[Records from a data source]
━━━━━━━━━━━━━━━━━━━━

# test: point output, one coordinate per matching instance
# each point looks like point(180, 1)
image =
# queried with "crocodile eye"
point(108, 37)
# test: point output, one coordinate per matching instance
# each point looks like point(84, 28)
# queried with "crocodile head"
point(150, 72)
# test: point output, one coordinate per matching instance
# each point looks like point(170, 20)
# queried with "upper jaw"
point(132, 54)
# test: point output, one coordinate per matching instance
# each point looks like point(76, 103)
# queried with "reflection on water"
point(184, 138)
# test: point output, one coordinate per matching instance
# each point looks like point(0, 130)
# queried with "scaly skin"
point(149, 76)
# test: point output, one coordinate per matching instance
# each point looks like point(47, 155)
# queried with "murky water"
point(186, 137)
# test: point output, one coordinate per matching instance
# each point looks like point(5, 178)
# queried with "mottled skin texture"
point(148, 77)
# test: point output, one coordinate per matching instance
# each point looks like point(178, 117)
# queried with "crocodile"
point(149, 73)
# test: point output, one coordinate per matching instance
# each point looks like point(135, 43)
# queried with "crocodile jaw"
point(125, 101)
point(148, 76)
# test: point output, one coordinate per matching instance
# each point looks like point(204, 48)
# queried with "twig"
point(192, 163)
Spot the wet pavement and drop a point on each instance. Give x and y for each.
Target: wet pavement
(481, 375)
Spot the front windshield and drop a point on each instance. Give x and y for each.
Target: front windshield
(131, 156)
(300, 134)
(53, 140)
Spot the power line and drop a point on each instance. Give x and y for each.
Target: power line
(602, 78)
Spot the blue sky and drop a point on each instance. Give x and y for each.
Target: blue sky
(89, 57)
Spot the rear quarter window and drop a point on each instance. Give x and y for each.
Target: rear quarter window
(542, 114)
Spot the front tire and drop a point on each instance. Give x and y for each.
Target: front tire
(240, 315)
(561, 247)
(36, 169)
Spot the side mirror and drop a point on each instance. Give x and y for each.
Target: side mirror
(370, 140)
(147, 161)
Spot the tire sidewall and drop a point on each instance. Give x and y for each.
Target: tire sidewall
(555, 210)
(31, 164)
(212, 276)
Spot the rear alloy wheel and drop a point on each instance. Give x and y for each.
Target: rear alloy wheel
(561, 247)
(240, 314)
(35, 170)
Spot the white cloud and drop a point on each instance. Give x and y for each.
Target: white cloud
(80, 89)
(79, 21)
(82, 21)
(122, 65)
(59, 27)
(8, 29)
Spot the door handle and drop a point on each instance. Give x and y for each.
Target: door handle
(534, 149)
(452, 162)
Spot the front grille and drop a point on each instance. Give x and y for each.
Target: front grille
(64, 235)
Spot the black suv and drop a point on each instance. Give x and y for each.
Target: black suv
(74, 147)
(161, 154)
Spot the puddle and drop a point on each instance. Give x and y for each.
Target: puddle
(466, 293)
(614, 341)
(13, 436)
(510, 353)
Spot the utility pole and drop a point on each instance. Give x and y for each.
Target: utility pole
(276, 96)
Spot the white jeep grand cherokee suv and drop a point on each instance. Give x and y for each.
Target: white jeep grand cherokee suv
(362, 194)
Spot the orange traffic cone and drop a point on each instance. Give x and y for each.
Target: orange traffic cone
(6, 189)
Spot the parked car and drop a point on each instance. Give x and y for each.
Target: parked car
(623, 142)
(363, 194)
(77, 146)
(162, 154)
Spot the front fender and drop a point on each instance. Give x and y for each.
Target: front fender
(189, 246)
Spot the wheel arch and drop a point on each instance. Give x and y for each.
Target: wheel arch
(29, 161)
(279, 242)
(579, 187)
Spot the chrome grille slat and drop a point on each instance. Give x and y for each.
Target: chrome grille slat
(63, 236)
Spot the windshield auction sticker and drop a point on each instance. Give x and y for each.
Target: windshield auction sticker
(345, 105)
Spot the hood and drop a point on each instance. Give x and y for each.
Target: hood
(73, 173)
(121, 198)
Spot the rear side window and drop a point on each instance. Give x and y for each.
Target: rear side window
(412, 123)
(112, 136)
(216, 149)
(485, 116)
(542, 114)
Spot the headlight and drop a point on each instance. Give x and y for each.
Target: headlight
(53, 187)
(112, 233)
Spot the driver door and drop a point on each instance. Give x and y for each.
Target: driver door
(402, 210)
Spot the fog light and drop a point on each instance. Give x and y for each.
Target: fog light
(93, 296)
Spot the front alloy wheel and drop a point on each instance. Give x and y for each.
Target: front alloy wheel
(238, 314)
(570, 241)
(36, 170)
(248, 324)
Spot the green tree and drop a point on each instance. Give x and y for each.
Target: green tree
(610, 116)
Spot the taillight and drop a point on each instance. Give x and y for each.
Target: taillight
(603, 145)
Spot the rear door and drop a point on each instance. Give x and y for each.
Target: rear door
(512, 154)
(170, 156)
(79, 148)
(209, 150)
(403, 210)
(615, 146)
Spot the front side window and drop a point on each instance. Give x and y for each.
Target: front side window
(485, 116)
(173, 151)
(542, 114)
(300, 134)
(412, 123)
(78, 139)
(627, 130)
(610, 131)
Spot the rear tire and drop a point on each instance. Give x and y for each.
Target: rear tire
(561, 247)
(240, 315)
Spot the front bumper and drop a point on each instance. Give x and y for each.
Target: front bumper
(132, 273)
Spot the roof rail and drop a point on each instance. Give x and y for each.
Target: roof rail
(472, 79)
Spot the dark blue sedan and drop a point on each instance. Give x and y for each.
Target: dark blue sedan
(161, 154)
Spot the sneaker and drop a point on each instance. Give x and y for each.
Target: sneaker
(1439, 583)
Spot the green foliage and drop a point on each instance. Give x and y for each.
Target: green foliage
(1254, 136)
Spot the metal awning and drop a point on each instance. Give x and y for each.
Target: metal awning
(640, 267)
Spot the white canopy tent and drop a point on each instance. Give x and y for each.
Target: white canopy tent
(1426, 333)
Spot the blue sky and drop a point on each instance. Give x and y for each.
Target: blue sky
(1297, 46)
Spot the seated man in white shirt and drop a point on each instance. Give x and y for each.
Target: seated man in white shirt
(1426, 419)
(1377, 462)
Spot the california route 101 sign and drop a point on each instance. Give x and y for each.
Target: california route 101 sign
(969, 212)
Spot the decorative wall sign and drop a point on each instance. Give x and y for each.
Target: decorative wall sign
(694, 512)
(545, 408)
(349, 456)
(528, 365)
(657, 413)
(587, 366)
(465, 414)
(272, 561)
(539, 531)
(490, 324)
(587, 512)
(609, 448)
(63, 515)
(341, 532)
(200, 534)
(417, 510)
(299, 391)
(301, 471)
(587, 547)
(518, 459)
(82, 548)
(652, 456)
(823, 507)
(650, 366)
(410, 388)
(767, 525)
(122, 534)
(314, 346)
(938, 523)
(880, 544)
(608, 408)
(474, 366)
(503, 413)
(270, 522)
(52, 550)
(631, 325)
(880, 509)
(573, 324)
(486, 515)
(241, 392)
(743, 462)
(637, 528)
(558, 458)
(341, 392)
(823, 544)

━━━━━━━━━━━━━━━━━━━━

WHAT TO WORK ON:
All of the entries must be written out exactly as they stand.

FINAL ANSWER:
# test: point output, one coordinate per matching instance
# each point looks like point(180, 1)
image =
# queried with "crocodile eye"
point(108, 37)
# test: point output, one coordinate per matching instance
# each point looks like point(84, 28)
# queried with "crocodile head"
point(150, 72)
# test: point output, one coordinate per matching instance
# each point looks like point(170, 20)
# queried with "upper jaw"
point(132, 54)
# test: point output, one coordinate per matching instance
# each point looks like point(76, 103)
# queried with "reflection on water"
point(184, 138)
# test: point output, one coordinate per matching instance
# each point looks like point(0, 130)
# queried with "scaly skin"
point(149, 76)
# test: point output, one coordinate per matching instance
# each point looks like point(47, 155)
# queried with "murky water"
point(186, 137)
# test: point output, one coordinate per matching instance
# each point looks like point(5, 178)
# queried with "mottled skin texture"
point(148, 77)
# test: point output, one coordinate per matching instance
# each point looks like point(178, 117)
# queried with "crocodile"
point(149, 73)
# test: point output, one coordinate per matching instance
# each point looks like point(135, 43)
# queried with "crocodile jaw"
point(125, 101)
point(148, 76)
# test: point output, one coordinate per matching instance
# each point looks like point(204, 48)
# queried with "twig"
point(192, 163)
Spot the wet pavement and drop a point on each instance. Give x and y for each.
Target: wet pavement
(481, 375)
Spot the front windshield and drop a point on each instance. Give x and y for each.
Target: front windshield
(131, 156)
(300, 134)
(53, 140)
Spot the power line and drop a point on each instance. Give x and y for each.
Target: power line
(602, 78)
Spot the blue sky and drop a point on each instance. Give x and y for each.
Target: blue sky
(89, 57)
Spot the rear quarter window and drop a point on each instance. Give x and y for each.
Target: rear quarter window
(542, 114)
Spot the front tire and drop a point on each instance. Give x and y for each.
Target: front tire
(240, 315)
(561, 247)
(36, 169)
Spot the side mirror and drop a point on each instance. Give x and y for each.
Target: side mirror
(370, 140)
(147, 161)
Spot the tire sidewall and drop a point on each instance. Give x and y for each.
Target: tire sidewall
(555, 210)
(31, 164)
(212, 276)
Spot the rear alloy wheel and drop a point on each instance. Give x and y for each.
Target: rear alloy wheel
(561, 247)
(240, 314)
(35, 170)
Spot the white cloud and drop a point on each instance. Give x and y for each.
Target: white cloud
(80, 89)
(79, 21)
(82, 21)
(122, 65)
(59, 27)
(8, 29)
Spot the door handle and drop a point on each instance. Give x and y for each.
Target: door handle
(534, 149)
(452, 162)
Spot the front grille and drop a point on each instance. Give x and y for each.
Target: front grille
(64, 235)
Spot the black suv and drop a point on each instance. Give x and y for each.
Target: black suv
(74, 147)
(161, 154)
Spot the puddle and drop a point on each instance. Give x and y for each.
Target: puddle
(466, 293)
(614, 341)
(13, 436)
(510, 353)
Spot the utility pole and drop a point on each instance. Give x and y for each.
Target: utility pole
(276, 96)
Spot the white jeep grand cherokee suv and drop a point on each instance. Give x and y for each.
Target: white jeep grand cherokee suv
(362, 194)
Spot the orange traffic cone and drop a point on each instance. Give x and y for each.
Target: orange traffic cone
(6, 189)
Spot the parked car and drop a point on each instance. Give x and y for each.
Target: parked car
(623, 142)
(363, 194)
(77, 146)
(162, 154)
Spot the front fender and drop a point on each instance. Give x and y for each.
Target: front fender
(189, 246)
Spot the wheel arch and drop a point on each instance. Give x and y for each.
Target: wheel arch
(29, 161)
(279, 242)
(579, 187)
Spot the chrome grille slat and drop a point on each instance. Give x and y for each.
Target: chrome grille slat
(63, 236)
Spot the windshield auction sticker and drop a point on each instance. Give x and y for each.
Target: windshield auction sticker
(345, 105)
Spot the hood and drop a point on each instance. Give x and y for each.
Target: hood
(73, 173)
(121, 198)
Spot the rear side window and drop a point on each instance. Give x and y for each.
Target: rear side window
(412, 123)
(112, 136)
(216, 149)
(485, 116)
(542, 114)
Spot the headlight and drop a point on each instance. Give x and y for each.
Target: headlight
(53, 187)
(112, 233)
Spot the driver door and drop a point on each instance. Give x and y for each.
Target: driver door
(402, 210)
Spot the fog light and drop a point on each instance. Give x and y for each.
Target: fog light
(93, 296)
Spot the front alloy wheel and drop a point on each instance. Give x and y for each.
Target: front alloy wheel
(238, 314)
(570, 241)
(36, 170)
(248, 324)
Spot the green tree and drop a point on each instance. Give x and y for each.
Target: green tree
(610, 116)
Spot the taillight and drop a point on each instance. Give x and y for each.
Target: taillight
(603, 145)
Spot the rear door and drop a point on each instance. Give x and y for each.
Target: rear door
(512, 154)
(170, 156)
(79, 148)
(209, 150)
(403, 210)
(615, 146)
Spot the front side window and drop a point on each instance. Give x and y for each.
Target: front side window
(485, 116)
(173, 151)
(542, 114)
(300, 134)
(412, 123)
(78, 139)
(627, 130)
(610, 131)
Spot the rear tire and drop a point on each instance. Give x and y for each.
Target: rear tire
(561, 247)
(240, 315)
Spot the front bumper and drop a point on each instance. Give x and y for each.
Target: front bumper
(132, 273)
Spot the roof rail and drop a point on each instance. Give x and y for each.
Target: roof rail
(472, 79)
Spot the dark blue sedan and drop a point on each instance. Give x and y for each.
Target: dark blue sedan
(161, 154)
Spot the sneaker and drop a point on each instance. Give x and y for each.
Target: sneaker
(1439, 583)
Spot the green foliage and drop a point on each instance. Give x and y for each.
Target: green foliage
(1254, 136)
Spot the metal awning and drop a point on each instance. Give x and y for each.
Target: metal awning
(640, 267)
Spot the white canopy tent and drop a point on each instance. Give x and y for each.
Target: white canopy tent
(1426, 333)
Spot the blue sky and drop a point on each instance. Give x and y for each.
Target: blue sky
(1297, 46)
Spot the seated man in white shirt and drop a point on each instance. Give x and y for each.
Target: seated man in white shirt
(1426, 419)
(1377, 462)
Spot the california route 101 sign and drop a point on each instance. Give x and y for each.
Target: california route 101 sign
(969, 212)
Spot the decorative wall sign and drop a point on each instance. Give x and y for each.
Target: decorative wall sign
(694, 512)
(545, 408)
(349, 456)
(528, 365)
(657, 413)
(587, 366)
(465, 414)
(272, 561)
(539, 531)
(490, 324)
(587, 512)
(609, 448)
(63, 515)
(341, 532)
(200, 534)
(417, 510)
(299, 391)
(301, 471)
(587, 547)
(518, 459)
(82, 548)
(652, 456)
(823, 507)
(650, 366)
(410, 388)
(767, 525)
(122, 534)
(314, 346)
(938, 523)
(880, 544)
(608, 408)
(474, 366)
(503, 413)
(270, 522)
(52, 550)
(631, 325)
(880, 509)
(573, 324)
(486, 515)
(241, 392)
(743, 462)
(637, 528)
(558, 458)
(341, 392)
(823, 544)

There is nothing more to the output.